------ Provided information

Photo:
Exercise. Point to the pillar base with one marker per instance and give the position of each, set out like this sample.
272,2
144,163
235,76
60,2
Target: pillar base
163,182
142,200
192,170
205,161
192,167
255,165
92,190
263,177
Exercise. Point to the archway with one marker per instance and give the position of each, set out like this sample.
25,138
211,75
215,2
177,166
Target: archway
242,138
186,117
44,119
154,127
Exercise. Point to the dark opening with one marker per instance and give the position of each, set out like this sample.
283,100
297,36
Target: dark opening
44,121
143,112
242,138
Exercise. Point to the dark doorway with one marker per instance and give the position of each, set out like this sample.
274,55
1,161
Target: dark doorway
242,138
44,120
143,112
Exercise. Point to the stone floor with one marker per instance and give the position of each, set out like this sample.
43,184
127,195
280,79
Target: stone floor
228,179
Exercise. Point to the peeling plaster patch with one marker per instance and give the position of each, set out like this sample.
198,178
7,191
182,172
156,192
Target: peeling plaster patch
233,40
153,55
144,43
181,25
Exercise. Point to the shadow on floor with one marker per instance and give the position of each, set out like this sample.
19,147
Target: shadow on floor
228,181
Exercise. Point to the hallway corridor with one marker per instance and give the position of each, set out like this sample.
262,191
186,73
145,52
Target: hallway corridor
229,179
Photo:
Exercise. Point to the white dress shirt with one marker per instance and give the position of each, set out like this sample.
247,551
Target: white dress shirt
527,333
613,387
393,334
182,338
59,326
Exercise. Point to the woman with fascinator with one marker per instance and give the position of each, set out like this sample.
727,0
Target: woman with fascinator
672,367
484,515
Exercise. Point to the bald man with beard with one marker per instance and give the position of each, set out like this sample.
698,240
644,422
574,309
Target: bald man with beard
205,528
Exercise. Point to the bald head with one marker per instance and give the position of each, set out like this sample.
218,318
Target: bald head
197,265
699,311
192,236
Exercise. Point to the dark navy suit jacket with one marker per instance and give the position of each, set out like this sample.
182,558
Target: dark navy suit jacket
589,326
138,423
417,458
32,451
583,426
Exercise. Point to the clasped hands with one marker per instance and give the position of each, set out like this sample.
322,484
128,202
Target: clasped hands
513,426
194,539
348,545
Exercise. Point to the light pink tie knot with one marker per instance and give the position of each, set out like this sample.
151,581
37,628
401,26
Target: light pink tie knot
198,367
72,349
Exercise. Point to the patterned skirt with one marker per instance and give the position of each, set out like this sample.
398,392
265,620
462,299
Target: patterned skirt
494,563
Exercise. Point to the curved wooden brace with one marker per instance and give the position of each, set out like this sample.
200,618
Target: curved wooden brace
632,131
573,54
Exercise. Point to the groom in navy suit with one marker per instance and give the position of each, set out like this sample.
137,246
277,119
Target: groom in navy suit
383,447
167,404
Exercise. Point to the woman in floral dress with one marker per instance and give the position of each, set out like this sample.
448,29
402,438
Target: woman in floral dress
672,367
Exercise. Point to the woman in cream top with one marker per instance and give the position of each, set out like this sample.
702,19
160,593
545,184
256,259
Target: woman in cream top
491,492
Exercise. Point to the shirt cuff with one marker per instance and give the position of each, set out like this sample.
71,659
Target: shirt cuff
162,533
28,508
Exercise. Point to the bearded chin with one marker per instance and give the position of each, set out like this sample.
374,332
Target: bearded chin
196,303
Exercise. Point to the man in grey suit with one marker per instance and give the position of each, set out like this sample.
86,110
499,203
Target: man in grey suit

------------

Write out all the records again, swapping every "marker" for "pin" and keeping everything else the same.

Photo:
Exercise. Point to the pillar base with one pin per instance and give the position of each, set out like this sample.
272,2
144,163
235,76
60,2
Target: pillar base
163,182
142,200
192,170
205,161
192,167
255,165
92,190
263,177
Exercise. Point to the archway with one pin per instance and give the position of each, set out like this sample.
25,138
211,75
215,2
177,166
Target: archway
242,138
186,117
44,119
154,127
Exercise. Point to the dark opening with one pin per instance and give the position of each, set out like this sample.
283,100
297,36
Target: dark opening
44,121
143,112
242,138
Exercise. Point to the dark doorway with one pin per instance and give the position of each, set out like this sample.
274,55
1,161
Target: dark doorway
242,138
44,120
143,112
Exercise. Point to the stone floor with one pin per instance and give the position of each, set out like this sample.
43,184
127,195
280,79
Target: stone floor
228,179
Exercise. Point to the peeling plaster patch with one pin per instance and give the position of each, set out like this sample.
198,178
7,191
182,172
156,192
Target: peeling plaster patch
233,40
153,55
144,43
181,25
Exercise. Point to the shadow on floor with one pin per instance and give the position of each, set out like this sample.
19,147
Target: shadow on floor
228,181
Exercise. Point to the hallway corridor with one pin per instance and give the position of each, set out like this sample.
262,191
186,73
145,52
Target: hallway corridor
229,179
Photo:
Exercise. Point to the white dress shirt with one pin per instance and give the position of each, set out like this sample.
247,551
Target: white dress shirt
527,333
613,387
393,334
182,338
59,326
Exercise. Point to the woman with fascinator with one pin per instance and give the position of each, set out like this sample.
727,0
Target: woman with fascinator
672,367
484,515
Exercise. Point to the bald man with beard with one pin per instance and give the position of each, set out like this sample.
698,240
644,422
574,309
Target: bald man with beard
205,528
Exercise. Point to the bald head with one pin per instance and give the position of each, set out like this sample.
218,318
Target: bald head
197,265
699,311
192,236
Exercise. Point to the dark navy suit jacket with one pin per instance and give the position of each, set out like this sample.
182,558
Target: dark navy suit jacket
589,326
138,423
417,458
32,451
583,426
Exercise. Point to the clasped hands with one pin per instance and give the position of each, set out like this sample.
322,484
128,202
Target: clasped hands
513,426
194,539
348,545
Exercise. Point to the light pink tie knot with one pin per instance and give the position of each, set out like this sample.
151,581
37,628
401,26
Target: light pink tie knot
198,367
72,349
Exercise. Point to the patterned skirt with one pin per instance and give the position of each, set out like this sample.
398,392
265,620
462,299
Target: patterned skirt
494,563
Exercise. Point to the curved wooden brace with one pin per instance and give the position of each, set out like this sample.
200,618
Target: curved wooden brace
632,131
573,54
Exercise. Point to the groom in navy suit with one pin per instance and give the position of each, set out like this sample.
137,246
277,119
Target: groom in navy suit
383,447
167,404
Exercise. Point to the woman in floral dress with one pin per instance and give the position of each, set out like this sample.
448,29
402,438
Target: woman in floral dress
672,367
Exercise. Point to the woman in cream top with one pin per instance and give the position of each, set out like this sample.
702,19
160,593
545,184
256,259
Target: woman in cream top
491,492
Exercise. Point to the shirt cuff with one pin per instance and give the position of each, set out like this sample.
71,659
Target: shirt cuff
162,533
28,508
Exercise. Point to the bearded chin with one pin per instance and give the position of each, set out like this sample.
374,332
Target: bearded chin
196,303
Exercise. Point to the man in grey suit with one pin per instance and give the position of each, set out like this sample.
86,110
499,203
Target: man in grey suit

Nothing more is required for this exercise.